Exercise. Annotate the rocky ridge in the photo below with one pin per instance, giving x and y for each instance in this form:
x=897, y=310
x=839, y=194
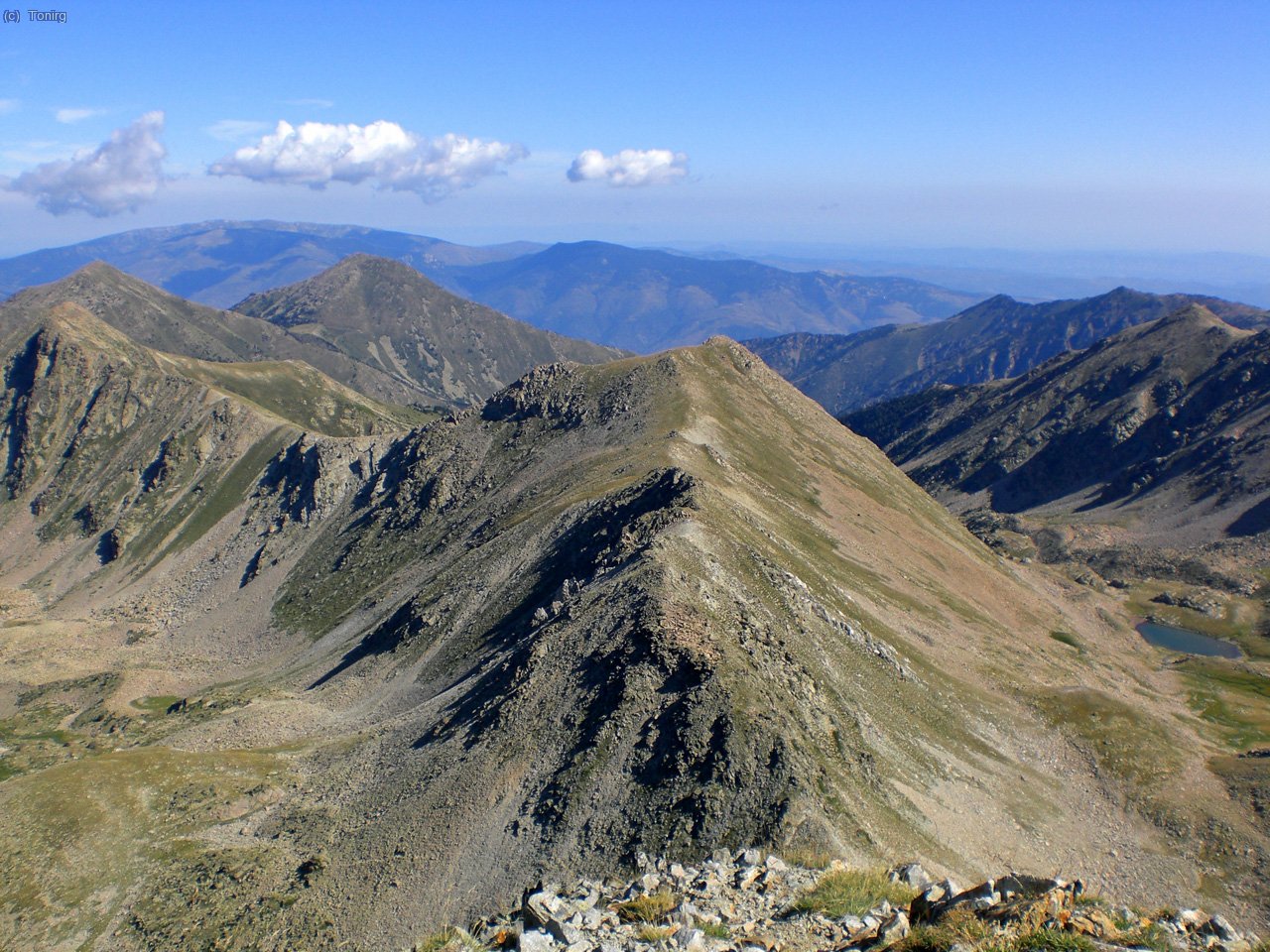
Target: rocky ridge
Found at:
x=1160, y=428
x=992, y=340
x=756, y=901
· · · ·
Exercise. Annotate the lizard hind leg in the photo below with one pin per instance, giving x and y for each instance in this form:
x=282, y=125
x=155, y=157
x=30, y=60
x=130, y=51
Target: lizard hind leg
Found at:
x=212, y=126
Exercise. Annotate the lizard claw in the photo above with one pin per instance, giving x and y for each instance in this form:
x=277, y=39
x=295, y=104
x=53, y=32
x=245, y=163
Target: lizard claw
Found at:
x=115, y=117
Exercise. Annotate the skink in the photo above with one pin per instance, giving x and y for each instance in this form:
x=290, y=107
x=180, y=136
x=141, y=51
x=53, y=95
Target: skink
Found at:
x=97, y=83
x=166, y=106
· · · ·
What to do:
Turn the lines from the one containing "Exercise. Annotate the lizard claw" through the one containing "x=115, y=117", both included, into a numbered list, leaving out any blank lines.

Exercise result:
1. Exercise. Annotate the lizard claw in the photo above with one pin per instance, giving x and y for each instance in this form:
2. x=277, y=39
3. x=295, y=104
4. x=53, y=32
5. x=245, y=163
6. Target: lizard claw
7. Found at:
8. x=115, y=117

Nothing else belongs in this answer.